Segment Start: Input data

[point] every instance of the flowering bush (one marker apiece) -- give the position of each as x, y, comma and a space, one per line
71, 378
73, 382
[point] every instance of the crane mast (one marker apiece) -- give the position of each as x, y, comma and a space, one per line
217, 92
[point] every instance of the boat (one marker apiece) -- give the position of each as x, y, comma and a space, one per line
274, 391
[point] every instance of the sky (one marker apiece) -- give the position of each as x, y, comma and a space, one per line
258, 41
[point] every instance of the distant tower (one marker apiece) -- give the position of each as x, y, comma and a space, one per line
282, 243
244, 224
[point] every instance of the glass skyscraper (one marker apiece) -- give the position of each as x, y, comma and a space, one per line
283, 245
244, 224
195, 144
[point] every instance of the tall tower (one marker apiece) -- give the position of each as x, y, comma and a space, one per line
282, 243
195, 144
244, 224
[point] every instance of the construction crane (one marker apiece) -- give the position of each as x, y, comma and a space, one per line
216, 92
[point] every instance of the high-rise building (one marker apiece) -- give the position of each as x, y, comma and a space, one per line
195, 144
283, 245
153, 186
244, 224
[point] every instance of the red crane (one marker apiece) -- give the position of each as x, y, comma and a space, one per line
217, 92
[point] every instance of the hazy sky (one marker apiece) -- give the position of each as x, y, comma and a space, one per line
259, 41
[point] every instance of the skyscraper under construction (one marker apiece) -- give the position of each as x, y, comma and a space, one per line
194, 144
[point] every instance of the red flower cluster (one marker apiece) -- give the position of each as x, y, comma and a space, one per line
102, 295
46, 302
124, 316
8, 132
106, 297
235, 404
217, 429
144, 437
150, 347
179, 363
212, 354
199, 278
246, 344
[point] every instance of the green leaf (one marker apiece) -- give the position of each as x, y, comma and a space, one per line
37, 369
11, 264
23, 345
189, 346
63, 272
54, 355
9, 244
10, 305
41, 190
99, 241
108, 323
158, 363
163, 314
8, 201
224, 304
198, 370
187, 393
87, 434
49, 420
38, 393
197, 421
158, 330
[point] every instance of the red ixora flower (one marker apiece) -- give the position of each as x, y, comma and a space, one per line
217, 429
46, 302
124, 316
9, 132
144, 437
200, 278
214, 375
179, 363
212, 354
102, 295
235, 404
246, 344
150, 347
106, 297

Segment End: Input data

Problem statement - Reproduce every record above exactly as it appears.

Solution -
[point] every instance of the flowering bush (one marker apiece) -- give the position of each as x, y, comma and a space, one per line
71, 378
73, 382
[point] every instance of the crane mast (one marker apiece) -- give the position of each as x, y, comma and a space, one per line
217, 92
[point] every instance of the boat (one marker apiece) -- give the position of each as x, y, comma and a space, one per line
274, 391
[point] every instance of the sky (one marker apiece) -- give the position of each as x, y, comma and a space, one per line
258, 41
[point] every instance of the distant tower (one marker apiece) -- give the position of each as x, y, comma and a space, one per line
282, 243
244, 224
[point] every instance of the glass skyscraper (one marker apiece) -- give the position of each as x, y, comma and a space, one per line
283, 245
244, 224
195, 144
[point] every instance of the tall tower (one marker apiece) -- give the position of each as x, y, comma and a space, one per line
282, 243
195, 144
244, 224
[point] every instance of the construction crane (one marker apiece) -- give the position of each as x, y, comma and a space, one per line
216, 92
[point] every instance of the high-rise building (one marker apiece) -- give the position of each as x, y, comma and a space, one per line
195, 144
283, 245
153, 186
244, 224
[point] every instance of the red crane (one marker apiece) -- give the position of each as x, y, comma and a space, one per line
217, 92
[point] every instance of the hazy sky (one marker apiece) -- give the position of each as x, y, comma and a space, one per line
259, 41
[point] every instance of the skyscraper under construction (one marker apiece) -- give the position of each as x, y, comma and a space, one per line
194, 144
[point] every instance of the red flower cluster (one marker apiece) -- give the position of each as x, y, comma and a space, one per line
102, 295
46, 302
124, 316
8, 132
106, 297
235, 404
217, 429
144, 437
150, 347
179, 363
212, 354
199, 278
246, 344
[point] every instance of the green leaf (one marker apiece) -- give the position of each as x, y, comma and a space, one per line
37, 369
11, 264
23, 345
189, 346
63, 272
54, 355
9, 244
10, 305
41, 190
99, 241
108, 323
158, 363
163, 314
8, 201
224, 304
198, 370
187, 393
87, 434
49, 420
38, 393
197, 421
158, 330
[point] every instance of the red ixora flower (one marker apiece) -- give the position of each as x, y, comma and a space, one per line
217, 429
46, 302
124, 316
9, 132
144, 437
200, 278
214, 375
179, 363
212, 354
102, 295
235, 404
246, 344
150, 347
106, 297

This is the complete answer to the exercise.